**TASK TO CARRY OUT**. Lines below that include the word "Category" should each be copied.

(Stored records)
────────────────────
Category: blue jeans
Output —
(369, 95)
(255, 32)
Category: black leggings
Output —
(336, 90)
────────────────────
**YOUR RESPONSE**.
Category: blue jeans
Category: black leggings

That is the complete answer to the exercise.